# EXERCISE INSTRUCTIONS
Reproduce the complete listing without any deviation.

---

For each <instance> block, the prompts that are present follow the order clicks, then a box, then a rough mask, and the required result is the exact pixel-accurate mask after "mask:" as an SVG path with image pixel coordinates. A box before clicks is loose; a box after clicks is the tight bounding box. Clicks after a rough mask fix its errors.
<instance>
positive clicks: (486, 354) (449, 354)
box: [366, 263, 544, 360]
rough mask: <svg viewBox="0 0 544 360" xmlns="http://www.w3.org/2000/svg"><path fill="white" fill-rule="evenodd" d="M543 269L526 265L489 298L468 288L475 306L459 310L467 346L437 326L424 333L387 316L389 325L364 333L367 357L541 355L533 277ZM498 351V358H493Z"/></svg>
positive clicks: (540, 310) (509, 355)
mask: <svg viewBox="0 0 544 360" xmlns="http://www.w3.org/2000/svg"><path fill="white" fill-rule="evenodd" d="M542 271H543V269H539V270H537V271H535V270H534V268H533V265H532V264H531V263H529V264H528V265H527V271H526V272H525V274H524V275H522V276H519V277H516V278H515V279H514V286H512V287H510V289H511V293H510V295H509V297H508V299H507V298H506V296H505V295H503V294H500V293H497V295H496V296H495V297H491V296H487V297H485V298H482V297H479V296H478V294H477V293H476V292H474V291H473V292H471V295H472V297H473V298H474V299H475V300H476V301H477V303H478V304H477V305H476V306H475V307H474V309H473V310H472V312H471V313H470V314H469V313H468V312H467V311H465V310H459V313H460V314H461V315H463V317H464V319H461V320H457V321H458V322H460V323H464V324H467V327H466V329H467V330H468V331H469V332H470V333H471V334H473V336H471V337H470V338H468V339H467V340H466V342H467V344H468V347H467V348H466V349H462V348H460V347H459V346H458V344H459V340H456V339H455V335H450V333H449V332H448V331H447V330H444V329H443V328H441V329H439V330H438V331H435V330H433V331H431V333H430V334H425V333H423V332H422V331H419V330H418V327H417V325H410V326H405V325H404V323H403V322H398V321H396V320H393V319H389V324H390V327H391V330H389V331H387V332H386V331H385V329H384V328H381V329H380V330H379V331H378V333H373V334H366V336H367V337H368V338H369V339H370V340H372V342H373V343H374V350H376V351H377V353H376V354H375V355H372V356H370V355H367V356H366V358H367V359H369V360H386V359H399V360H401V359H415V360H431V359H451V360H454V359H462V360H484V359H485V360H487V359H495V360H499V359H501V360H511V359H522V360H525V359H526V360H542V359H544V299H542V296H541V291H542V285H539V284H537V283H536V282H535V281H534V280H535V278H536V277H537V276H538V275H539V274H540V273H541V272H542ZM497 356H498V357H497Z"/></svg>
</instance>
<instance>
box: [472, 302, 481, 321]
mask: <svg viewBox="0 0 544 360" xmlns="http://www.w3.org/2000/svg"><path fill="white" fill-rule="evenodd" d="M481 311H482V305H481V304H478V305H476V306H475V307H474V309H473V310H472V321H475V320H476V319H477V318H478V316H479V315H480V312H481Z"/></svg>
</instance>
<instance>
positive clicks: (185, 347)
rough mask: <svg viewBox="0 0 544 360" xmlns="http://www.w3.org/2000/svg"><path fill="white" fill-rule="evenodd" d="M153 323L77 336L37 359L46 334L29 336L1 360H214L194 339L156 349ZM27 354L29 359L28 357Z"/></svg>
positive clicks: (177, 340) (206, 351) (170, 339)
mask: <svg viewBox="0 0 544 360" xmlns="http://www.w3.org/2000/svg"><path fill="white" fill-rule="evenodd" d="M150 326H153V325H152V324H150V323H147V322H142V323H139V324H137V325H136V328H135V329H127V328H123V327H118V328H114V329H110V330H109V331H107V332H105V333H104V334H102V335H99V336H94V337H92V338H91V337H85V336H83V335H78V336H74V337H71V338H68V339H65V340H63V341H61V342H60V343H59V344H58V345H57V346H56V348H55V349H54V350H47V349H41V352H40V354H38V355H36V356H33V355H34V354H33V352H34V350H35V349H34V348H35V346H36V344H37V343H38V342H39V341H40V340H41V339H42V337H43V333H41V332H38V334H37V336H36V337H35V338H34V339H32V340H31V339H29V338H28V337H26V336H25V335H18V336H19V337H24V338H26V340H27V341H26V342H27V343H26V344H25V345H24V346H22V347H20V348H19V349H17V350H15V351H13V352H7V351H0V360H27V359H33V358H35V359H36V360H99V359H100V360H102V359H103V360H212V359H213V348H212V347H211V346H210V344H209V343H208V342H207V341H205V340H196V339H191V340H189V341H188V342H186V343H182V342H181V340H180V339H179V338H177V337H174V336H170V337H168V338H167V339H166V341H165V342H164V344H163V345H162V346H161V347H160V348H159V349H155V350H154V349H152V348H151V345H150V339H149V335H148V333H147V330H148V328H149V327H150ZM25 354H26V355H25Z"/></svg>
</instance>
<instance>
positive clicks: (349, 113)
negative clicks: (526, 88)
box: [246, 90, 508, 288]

---

# EXERCISE SOLUTION
For each <instance> block, the prompts that are present follow the order clicks, then a box, then a rough mask, and the required result is the exact pixel-accurate mask after "mask:" as an SVG path with image pixel coordinates. A box before clicks is loose; a box after clicks is the tight bounding box. Clicks after a rough mask fix its errors.
<instance>
positive clicks: (486, 354) (449, 354)
box: [366, 263, 544, 360]
rough mask: <svg viewBox="0 0 544 360" xmlns="http://www.w3.org/2000/svg"><path fill="white" fill-rule="evenodd" d="M543 269L526 265L489 298L468 288L475 306L459 310L467 346L437 326L424 333L387 316L389 325L364 333L367 357L541 355L533 277ZM498 351V358H493Z"/></svg>
positive clicks: (540, 310) (509, 355)
mask: <svg viewBox="0 0 544 360" xmlns="http://www.w3.org/2000/svg"><path fill="white" fill-rule="evenodd" d="M542 271H543V269H539V270H537V271H535V270H534V268H533V265H532V264H531V263H529V264H528V265H527V271H526V272H525V274H524V275H522V276H519V277H516V278H515V279H514V286H512V287H510V289H511V293H510V295H509V297H508V299H507V298H506V296H505V295H503V294H500V293H497V295H496V296H495V297H491V296H487V297H485V298H482V297H479V296H478V294H477V293H476V292H474V291H473V292H471V295H472V297H473V298H474V299H475V300H476V301H477V303H478V304H477V305H476V306H475V307H474V309H473V310H472V312H471V313H470V314H469V313H468V312H467V311H465V310H459V313H460V314H461V315H463V317H464V319H461V320H457V321H458V322H460V323H464V324H467V327H466V329H467V330H468V331H469V332H470V333H471V334H473V336H471V337H470V338H468V339H467V340H466V342H467V344H468V347H467V348H466V349H462V348H460V347H459V346H458V344H459V340H456V339H455V335H450V333H449V332H448V331H447V330H444V329H443V328H441V329H439V330H438V331H435V330H433V331H431V333H430V334H425V333H423V332H422V331H419V330H418V327H417V325H410V326H405V325H404V323H403V322H398V321H396V320H393V319H389V324H390V327H391V330H389V331H387V332H386V331H385V329H384V328H381V329H380V330H379V331H378V333H373V334H366V336H367V337H368V338H369V339H370V340H372V342H373V343H374V350H376V351H377V353H376V354H375V355H372V356H370V355H367V356H366V358H367V359H369V360H386V359H399V360H401V359H415V360H431V359H451V360H454V359H462V360H484V359H485V360H487V359H495V360H499V359H501V360H511V359H522V360H525V359H526V360H542V359H544V299H542V296H541V291H542V285H539V284H537V283H536V282H535V281H534V280H535V278H536V277H537V276H538V275H539V274H540V273H541V272H542ZM497 356H498V357H497Z"/></svg>
</instance>
<instance>
box: [472, 302, 481, 321]
mask: <svg viewBox="0 0 544 360" xmlns="http://www.w3.org/2000/svg"><path fill="white" fill-rule="evenodd" d="M481 311H482V305H481V304H478V305H476V306H475V307H474V309H473V310H472V321H475V320H476V319H477V318H478V316H479V315H480V312H481Z"/></svg>
</instance>
<instance>
positive clicks: (185, 347)
rough mask: <svg viewBox="0 0 544 360" xmlns="http://www.w3.org/2000/svg"><path fill="white" fill-rule="evenodd" d="M153 323L77 336L37 359L46 334L29 336L1 360H214L194 339L156 349ZM27 354L29 359L28 357Z"/></svg>
positive clicks: (177, 340) (206, 351) (170, 339)
mask: <svg viewBox="0 0 544 360" xmlns="http://www.w3.org/2000/svg"><path fill="white" fill-rule="evenodd" d="M150 326H153V325H152V324H150V323H147V322H142V323H139V324H137V325H136V328H135V329H127V328H123V327H118V328H114V329H110V330H109V331H107V332H105V333H104V334H102V335H99V336H94V337H92V338H91V337H85V336H83V335H78V336H74V337H71V338H68V339H65V340H63V341H61V342H60V343H59V344H58V345H57V346H56V348H55V349H54V350H47V349H41V352H40V354H38V355H36V356H33V355H34V354H33V352H34V350H35V349H34V348H35V346H36V344H37V343H38V342H39V341H40V340H41V339H42V337H43V333H41V332H38V334H37V336H36V337H35V338H34V339H32V340H31V339H29V338H28V337H26V336H25V335H18V336H19V337H24V338H26V340H27V341H26V342H27V343H26V344H25V345H24V346H22V347H20V348H19V349H17V350H15V351H13V352H7V351H0V360H27V359H33V358H35V359H36V360H99V359H100V360H102V359H103V360H212V359H213V348H212V347H211V346H210V344H209V343H208V342H207V341H205V340H196V339H191V340H189V341H188V342H186V343H182V342H181V340H180V339H179V338H177V337H174V336H170V337H168V338H167V339H166V341H165V342H164V344H163V345H162V346H161V347H160V348H159V349H155V350H154V349H152V348H151V345H150V339H149V335H148V333H147V330H148V328H149V327H150ZM25 354H26V355H25Z"/></svg>
</instance>
<instance>
positive clicks: (349, 113)
negative clicks: (526, 88)
box: [246, 90, 508, 288]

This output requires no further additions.